+++ INPUT FOR THIS TASK +++

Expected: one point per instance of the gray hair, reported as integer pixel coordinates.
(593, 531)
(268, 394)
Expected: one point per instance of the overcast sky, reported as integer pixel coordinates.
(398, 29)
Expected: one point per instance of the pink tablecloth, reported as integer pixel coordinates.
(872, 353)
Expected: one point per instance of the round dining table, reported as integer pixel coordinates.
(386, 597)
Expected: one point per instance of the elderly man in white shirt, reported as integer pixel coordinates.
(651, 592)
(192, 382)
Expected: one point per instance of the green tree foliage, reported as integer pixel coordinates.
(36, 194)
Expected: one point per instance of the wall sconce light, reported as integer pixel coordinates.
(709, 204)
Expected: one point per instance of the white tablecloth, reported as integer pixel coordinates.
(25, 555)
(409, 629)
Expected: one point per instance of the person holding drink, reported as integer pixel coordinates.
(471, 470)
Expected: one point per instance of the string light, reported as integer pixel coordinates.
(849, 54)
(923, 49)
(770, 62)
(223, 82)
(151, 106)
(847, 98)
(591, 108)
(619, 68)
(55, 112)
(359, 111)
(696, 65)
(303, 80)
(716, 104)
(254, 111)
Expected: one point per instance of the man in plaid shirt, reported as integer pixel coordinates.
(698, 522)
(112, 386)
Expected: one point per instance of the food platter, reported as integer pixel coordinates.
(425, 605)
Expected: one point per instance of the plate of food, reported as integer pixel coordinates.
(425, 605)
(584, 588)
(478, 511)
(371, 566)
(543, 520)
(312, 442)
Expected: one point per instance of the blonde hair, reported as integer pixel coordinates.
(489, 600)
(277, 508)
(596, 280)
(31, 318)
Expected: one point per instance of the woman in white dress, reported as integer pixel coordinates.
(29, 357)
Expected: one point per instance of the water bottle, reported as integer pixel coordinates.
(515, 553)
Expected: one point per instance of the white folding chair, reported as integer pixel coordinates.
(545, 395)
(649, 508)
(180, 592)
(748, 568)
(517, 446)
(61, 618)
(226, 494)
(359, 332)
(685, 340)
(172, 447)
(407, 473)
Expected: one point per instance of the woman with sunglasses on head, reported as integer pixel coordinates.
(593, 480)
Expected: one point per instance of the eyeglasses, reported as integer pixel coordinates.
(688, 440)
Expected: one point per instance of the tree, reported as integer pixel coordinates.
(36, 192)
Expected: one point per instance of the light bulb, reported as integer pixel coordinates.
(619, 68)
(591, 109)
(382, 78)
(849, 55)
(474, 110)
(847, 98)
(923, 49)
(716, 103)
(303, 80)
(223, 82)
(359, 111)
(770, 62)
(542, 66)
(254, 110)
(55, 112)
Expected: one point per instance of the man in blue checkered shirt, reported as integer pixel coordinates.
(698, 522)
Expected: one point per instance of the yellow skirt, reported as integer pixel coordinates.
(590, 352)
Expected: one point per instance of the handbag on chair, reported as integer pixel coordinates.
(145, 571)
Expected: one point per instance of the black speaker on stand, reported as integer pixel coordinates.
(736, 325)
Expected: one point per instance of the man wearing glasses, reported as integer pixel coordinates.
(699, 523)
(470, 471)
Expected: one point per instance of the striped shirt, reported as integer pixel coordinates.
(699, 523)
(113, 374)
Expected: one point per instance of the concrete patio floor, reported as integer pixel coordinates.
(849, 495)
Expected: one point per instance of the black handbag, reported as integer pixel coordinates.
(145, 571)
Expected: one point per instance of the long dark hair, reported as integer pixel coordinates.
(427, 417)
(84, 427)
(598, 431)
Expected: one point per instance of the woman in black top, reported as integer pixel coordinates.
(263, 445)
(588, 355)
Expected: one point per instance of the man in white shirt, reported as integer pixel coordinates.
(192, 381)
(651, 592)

+++

(WHAT YOU SHOULD DO): Output the entries exactly.

(SOLUTION FOR THIS PROBLEM):
Expected: one point per instance of the gray hair, reported as integer pixel coordinates.
(593, 531)
(268, 394)
Expected: one point per instance of the overcast sky, reported as integer pixel coordinates.
(398, 29)
Expected: one point per instance of the pink tablecloth, reported as integer pixel coordinates.
(872, 353)
Expected: one point per instance of the round dining table, reported as integer pixel coordinates.
(386, 597)
Expected: one point per instance of the elderly man in white shirt, reported as integer pixel coordinates.
(651, 592)
(192, 382)
Expected: one point per instance of the green tree foliage, reported as integer pixel coordinates.
(36, 194)
Expected: one point per instance of the wall sconce light, reported as integer pixel coordinates.
(709, 204)
Expected: one point per instance of the white tablecloth, reported as integer pixel coordinates.
(25, 555)
(409, 629)
Expected: one point per instance of the person holding drink, reported as integer pixel coordinates.
(471, 470)
Expected: one point per instance of the string light, reported as integer pixel coordinates.
(849, 54)
(923, 49)
(770, 62)
(223, 82)
(151, 106)
(847, 98)
(591, 108)
(619, 68)
(55, 112)
(359, 111)
(696, 65)
(303, 80)
(716, 104)
(254, 111)
Expected: one point per instance of the man in plaid shirt, reported as integer pixel coordinates.
(698, 522)
(112, 386)
Expected: one point per instance of the food platter, reported as integer pixel coordinates.
(425, 605)
Expected: one point per instance of the plate of food, reported as integer pixel coordinates.
(425, 605)
(584, 588)
(478, 511)
(371, 566)
(543, 520)
(312, 442)
Expected: one point per instance of the blonde hair, reported as integer pixel coordinates.
(489, 600)
(277, 508)
(596, 280)
(31, 318)
Expected: one point per instance of the woman in white dress, reported as integer pixel coordinates.
(29, 357)
Expected: one point per instance of the water bottle, reported as integer pixel coordinates.
(515, 553)
Expected: one point per instance of the white folding chair, reported as integer pixel coordinates.
(545, 395)
(649, 508)
(180, 592)
(748, 568)
(517, 446)
(61, 618)
(226, 494)
(359, 332)
(685, 340)
(172, 447)
(407, 473)
Expected: one point per instance of the woman with sunglasses on head, reported as integer pixel coordinates.
(593, 480)
Expected: one point per instance of the eyeglasses, reported as integer pixel coordinates.
(688, 440)
Expected: one point per instance of the tree, reported as integer pixel coordinates.
(36, 192)
Expected: one point per instance of the light bulb, reported as integer pixel coordinates.
(619, 68)
(591, 109)
(382, 78)
(849, 55)
(474, 110)
(847, 98)
(923, 49)
(716, 103)
(303, 80)
(223, 82)
(359, 111)
(770, 62)
(542, 66)
(254, 110)
(55, 112)
Expected: one point per instance of the man in blue checkered shirt, reported as integer pixel coordinates.
(698, 522)
Expected: one point per instance of the yellow skirt, reported as integer pixel coordinates.
(590, 352)
Expected: one point per instance of the handbag on chair, reported as integer pixel coordinates.
(145, 571)
Expected: one point per instance of the black speaker on stand, reported as integer pixel coordinates.
(736, 325)
Expected: one point per instance of the man wearing glasses, reported as integer pixel coordinates.
(699, 523)
(470, 471)
Expected: one point per instance of the striped shirt, reported as integer pixel coordinates.
(699, 523)
(113, 374)
Expected: one point per instance of the concrete patio floor, reported as integer pixel coordinates.
(849, 495)
Expected: one point per instance of the black handbag, reported as integer pixel coordinates.
(145, 571)
Expected: one point per instance of the long dark hair, reported as integer pixel coordinates.
(427, 417)
(84, 427)
(598, 431)
Expected: one point per instance of the woman in black top, reported as integer pixel coordinates.
(263, 445)
(588, 355)
Expected: one point per instance of the man in white shirt, reported as integer pixel coordinates.
(192, 381)
(651, 592)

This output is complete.